Things to do:
(a) Summarize the passage on scaling and STARANISO in two sentences.
(b) Carry on the passage on scaling and STARANISO, starting after its final sentence.
── Passage
The current default values for the various criteria are

Criterion Parameter Default Remark

CC(1/2) ScaleAnaCChalfCut_123 "-1.0:-1.0 0.0:0.0 0.1:0.1 0.3:0.3" final value is 0.3

Completeness ScaleAnaCompletenessCut_123 "0.0:0.0" inactive

I/sigI ScaleAnaISigmaCut_123 "0.1:0.1 0.5:0.5 0.5:1.0 1.0:2.0" final value is 2.0

Rmeas ScaleAnaRmeasallCut_123 "99.9999:99.9999" inactive

Rmerge ScaleAnaRmergeCut_123 "99.9999:99.9999" inactive

Rpim ScaleAnaRpimallCut_123 "99.9999:99.9999 0.9:0.9 0.8:0.8 0.6:0.6" inactive at the first cycle and fairly loose after that (final value 0.6)

Overall statistics for XSCALE scaling

If scaling was done with XSCALE (see autoPROC_ScaleWithXscale), the program version used, a detailed table of statistics (as function of resolution), the I/sigI(asymptotic) (ISa/ISa0) and the Wilson B-factor are given:

Then the same table containing various statistics for overall, inner and outer resolution shell is shown - to give an easy comparison between different scaling approaches:

This is again using the "traditional" approach of isotropic resolution bins, i.e. looking at all reflections used in scaling up to the high-resolution limit defined by the above criteria.

STARANISO

Once the data has been scaled (either via AIMLESS or XSCALE) using a "traditional" isotropic viewpoint, those scales are then applied to all input data in order to have a scaled but unlimited set of reflection data for the analysis of anisotropy via STARANISO.

Due to the scaling program specifics, there is a small difference at that stage:

the AIMLESS scaling will apply the various high-resolution criteria iteratively until convergence and the resulting (final) scale and error-model parameters are applied to the full input data;
since XSCALE doesn't provide this functionality, the first scaling result (on the original, full input data) is used for the following step

The resolution limits along the principle axes of the fitted ellipsoid are a good way of describing the approximate limits of diffraction (and resolution). Please be aware that the exact shape of the observation surface does in general not need to follow an ellipsoid: see the STARANISO manual for all details.

Overall statistics for measurements

Once STARANISO has analysed the full, scaled reflection data, it will arrive at a high-resolution limit to which there is significant signal in the data. This is based on a local <I/sd(I)> analysis and a fitted ellipsoid. All measurements up to that high-resolution limit are then used to compute merging statistics.

Please note that these merging statistics do not correspond to any output reflection file and are presented here only to help understanding the move away from the "traditional" isotropic analysis (see above) to the anisotropic analysis as done by STARANISO. In case of significant anisotropy it can show that using an isotropic resolution cut results in the inclusion of noisy reflections - and in poor merging statistics at high resolution. On the other hand, using the results of a full anisotropic analysis of significant data (i.e. observations) it becomes obvious that these provide real signal and excluding those in the "traditional" isotropic approach (either via AIMLESS or XSCALE scaling) means excluding real information.
────
── Information shown
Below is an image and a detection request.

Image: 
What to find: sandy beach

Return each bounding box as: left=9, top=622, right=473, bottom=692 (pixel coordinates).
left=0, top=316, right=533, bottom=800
────
In response:
(a) The passage gives default values for high-resolution criteria such as CC(1/2), I/sigI and Rpim, and explains that the XSCALE statistics use isotropic resolution bins up to the limit those criteria define. After isotropic scaling with AIMLESS or XSCALE, the scales are applied to all input data so that STARANISO can analyze anisotropy, and its merging statistics show that excluding significant observations in the isotropic approach means excluding real information.

(b)
In one example (5SZQ) the isotropic analysis decided on a high-resolution limit of 2.6 Å - while the STARANISO analysis shows the degree of anisotropy (2.3 Å in the best direction and 4.7 Å in the worst):

step4

The different classes of reflections in the above picture are given different colors to help visualising the anisotropy of the data. Different views in reciprocal planes and along principle axes of the ellipsoid are given. The most important regions are:

RED: these are unobserved (but measured) reflections
ORANGE: measured and observed (i.e. still significant) reflections
BLUE: unmeasured but expected to be observable reflections (i.e. missed significant data due to detector limits, crystal-detector distance, gaps, cusp, ice-rings etc)

Overall statistics for observations

The merging statistics for all observations (i.e. measurements with a significant local <I/sd(I)> value as determined by STARANISO) represent the correct way of describing anisotropic data. This corresponds to the output reflection files with a name of "*staraniso*".

REMARK 200 (`remark200.pdb`)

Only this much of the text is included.